[[ Document extract, beginning ]]
Months after my HIV diagnosis, I wanted to feel like things were OK. Dumb activities like chatting online helped me to escape the truth. I loved making conversations in cyberspace, a guilt-free place where my emotions wouldn’t win a game of tug-a-war with my arousal.

Eventually I struck up a conversation with a twenty-something year old guy who had excellent tattoos. He lived a couple hours away, far enough to be a buffer for realism. In our little private chat window he began describing all of the dirty things he wanted to do with me – he loved to bottom and even bareback. I didn’t want to ruin his fantasy by telling him about my own reality, so I played along as he begged me to fuck him.

“When can we meet to actually do this?” he asked. Suddenly the sex was not so cyber anymore – he wanted to live out this fantasy. My arousal immediately let go of the rope. Emotion won the game. Now with no sex drive, I wondered if I could at least turn this into a valuable lesson for the young man.

“So if we met in person, you would let me fuck you bareback?” I asked him. He confirmed. “Would you let me cum inside you?” He confirmed again. “Well, then you just contracted HIV,” I climbed on my high horse. “Good thing I know my status otherwise I would have totally given it to you.” Surely my powerful statement would remind him about the risks of barebacking and jump start his engine on the road to safer sex.

“Umm, yeah,” he said contrary to what I expected. “That is the point. I want to get HIV, especially from you.”

He couldn’t see the horror across my face. I didn’t understand what he was saying. As I asked him to clarify, he kept verifying that he indeed wasn’t looking for love, but the bug.

I closed the chat window to cut him off. How could anyone want to get a disease, especially one so serious? How could someone want the very thing that wreaked havoc in my own life? I had encountered my very first bug chaser and loathed it.
[[ Document extract, end ]]
[[ Dataset excerpt, beginning ]]
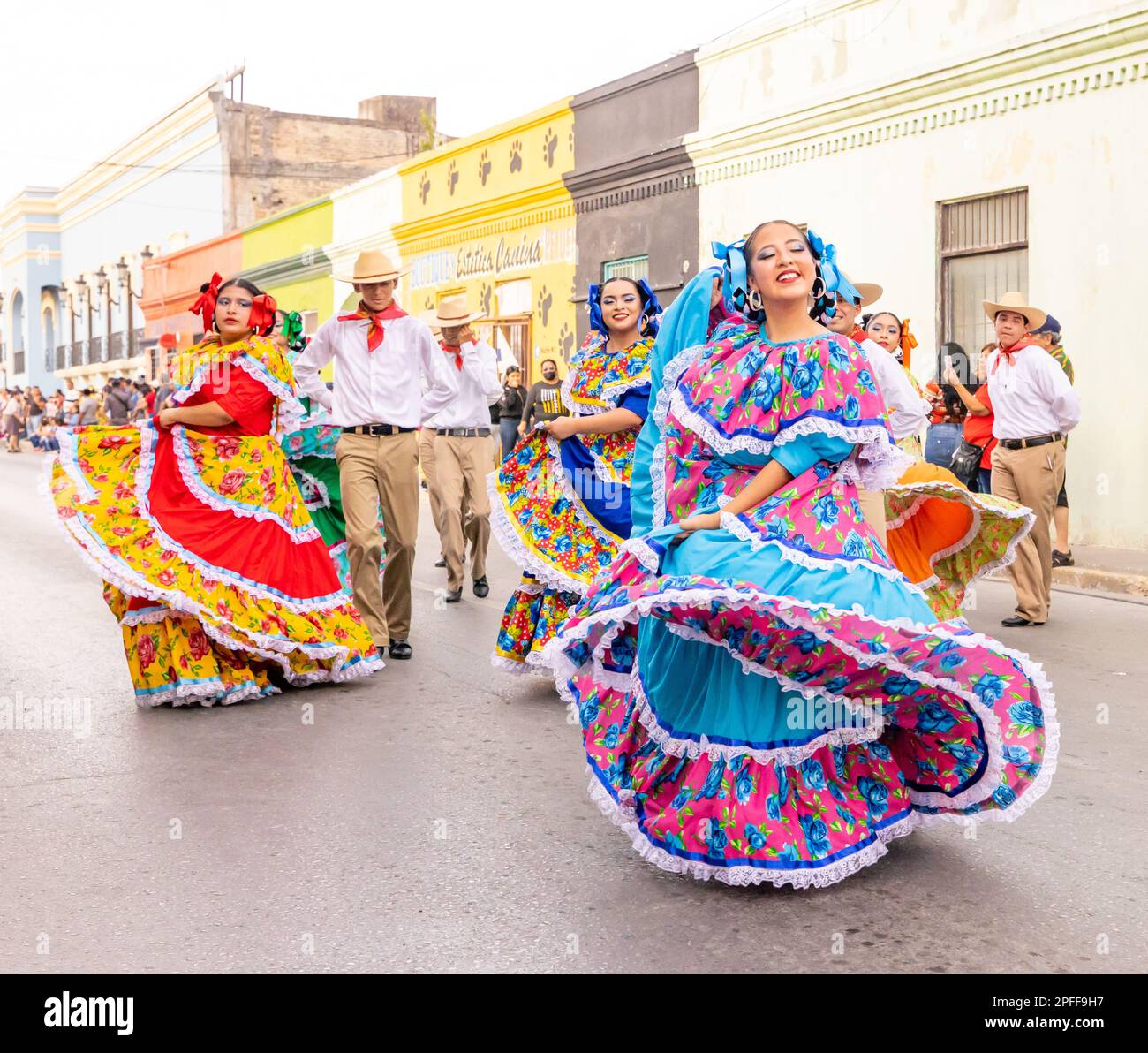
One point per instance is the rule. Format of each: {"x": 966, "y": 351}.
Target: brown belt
{"x": 377, "y": 429}
{"x": 1024, "y": 443}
[[ Dataset excerpt, end ]]
Copy out every sentence in the account of the online chat with the bug chaser that ends with a question mark.

- "When can we meet to actually do this?"
- "So if we met in person, you would let me fuck you bareback?"
- "Would you let me cum inside you?"
- How could anyone want to get a disease, especially one so serious?
- How could someone want the very thing that wreaked havoc in my own life?